**Exercise passage**
======
I remember donating most of my brackish water fish to one of several
small tanks in my high school biology classroom. Nothing was ever done
class-wise with the aquariums, and it was up to me to take care of that
tank (and sometimes the other ones) after school. It did, however,
introduce me to a small group of other students who's interest was
caught by the tank, or had tanks of their own at home. This led to quite
a few conversations over the years that were enjoyable and informative.
So setting up the tank at school wasn't entirely a lost cause.

I don't think anyone should set up a tank at a school and expect the
teacher to use it their lesson plan all the time, or even at all. Bill
is right about teachers having to do so much in so little time. It's
like packing ten pounds of [bad word] in a five pound bag, and there's
usualy no room left in it for a tank. At best, such a setup will
hopefully snare the interest of a few students and expose them to the
joys of fish keeping. If the opportunity exists to do so, discussing the
usefulness of an aquarium as a backdrop to certain lessons with a
teacher might help to get a little more use out of a tank than normal.
======
Answer these questions from the passage about school aquariums.
1. What kind of fish did the writer donate to a tank in the high school biology classroom?
2. What does the writer say Bill is right about?
3. What might help get a little more use out of a school tank than normal?
======
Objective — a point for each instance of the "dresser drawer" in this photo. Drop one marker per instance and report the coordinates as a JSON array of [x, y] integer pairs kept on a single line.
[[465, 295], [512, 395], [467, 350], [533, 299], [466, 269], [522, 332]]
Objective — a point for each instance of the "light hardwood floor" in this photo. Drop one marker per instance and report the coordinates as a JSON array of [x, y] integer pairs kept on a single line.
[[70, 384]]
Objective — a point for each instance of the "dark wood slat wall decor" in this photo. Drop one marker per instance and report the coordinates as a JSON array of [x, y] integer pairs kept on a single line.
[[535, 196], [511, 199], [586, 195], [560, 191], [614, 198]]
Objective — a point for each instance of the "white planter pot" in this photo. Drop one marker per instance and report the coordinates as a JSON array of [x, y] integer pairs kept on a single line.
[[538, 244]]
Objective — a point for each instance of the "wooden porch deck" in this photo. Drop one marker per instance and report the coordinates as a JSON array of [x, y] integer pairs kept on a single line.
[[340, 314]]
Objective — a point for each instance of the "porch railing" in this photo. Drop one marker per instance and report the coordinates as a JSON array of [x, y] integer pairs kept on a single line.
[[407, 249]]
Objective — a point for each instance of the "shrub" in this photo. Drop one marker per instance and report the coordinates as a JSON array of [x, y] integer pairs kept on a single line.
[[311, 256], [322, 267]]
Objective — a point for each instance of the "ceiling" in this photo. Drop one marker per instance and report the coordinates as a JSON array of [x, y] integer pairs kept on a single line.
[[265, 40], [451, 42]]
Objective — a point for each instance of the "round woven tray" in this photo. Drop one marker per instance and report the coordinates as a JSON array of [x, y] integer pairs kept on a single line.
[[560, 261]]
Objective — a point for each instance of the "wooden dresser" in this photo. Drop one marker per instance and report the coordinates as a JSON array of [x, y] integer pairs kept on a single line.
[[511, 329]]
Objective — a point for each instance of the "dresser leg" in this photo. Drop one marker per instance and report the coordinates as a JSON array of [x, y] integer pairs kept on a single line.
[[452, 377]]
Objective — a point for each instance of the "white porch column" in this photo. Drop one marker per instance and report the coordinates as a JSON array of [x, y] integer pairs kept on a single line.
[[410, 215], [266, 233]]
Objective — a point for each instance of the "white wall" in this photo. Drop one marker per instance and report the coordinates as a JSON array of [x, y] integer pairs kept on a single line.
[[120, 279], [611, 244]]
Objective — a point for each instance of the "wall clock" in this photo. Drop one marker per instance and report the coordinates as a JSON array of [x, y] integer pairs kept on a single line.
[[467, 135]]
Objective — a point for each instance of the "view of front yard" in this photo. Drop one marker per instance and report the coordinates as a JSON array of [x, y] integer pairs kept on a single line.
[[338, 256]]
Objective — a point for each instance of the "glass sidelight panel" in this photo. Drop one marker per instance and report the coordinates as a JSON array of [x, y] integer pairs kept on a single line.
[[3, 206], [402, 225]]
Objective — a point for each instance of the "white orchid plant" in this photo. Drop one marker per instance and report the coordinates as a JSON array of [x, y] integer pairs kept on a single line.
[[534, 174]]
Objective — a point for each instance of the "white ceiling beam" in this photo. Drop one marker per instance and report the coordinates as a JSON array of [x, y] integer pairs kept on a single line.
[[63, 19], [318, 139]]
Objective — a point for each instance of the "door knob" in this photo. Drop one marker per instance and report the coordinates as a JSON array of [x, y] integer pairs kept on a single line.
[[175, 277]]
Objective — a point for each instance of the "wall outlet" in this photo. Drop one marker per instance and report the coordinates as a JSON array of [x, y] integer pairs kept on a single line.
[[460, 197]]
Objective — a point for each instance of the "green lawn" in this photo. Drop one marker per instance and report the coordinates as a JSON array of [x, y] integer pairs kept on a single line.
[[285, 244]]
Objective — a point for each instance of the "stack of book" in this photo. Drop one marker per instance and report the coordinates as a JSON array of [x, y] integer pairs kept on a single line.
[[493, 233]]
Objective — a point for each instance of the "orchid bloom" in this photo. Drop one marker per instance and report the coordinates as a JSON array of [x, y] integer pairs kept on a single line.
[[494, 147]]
======
**Response to this task**
1. Most of the writer's brackish water fish.
2. Teachers having to do so much in so little time.
3. Discussing with a teacher how useful an aquarium is as a backdrop to certain lessons.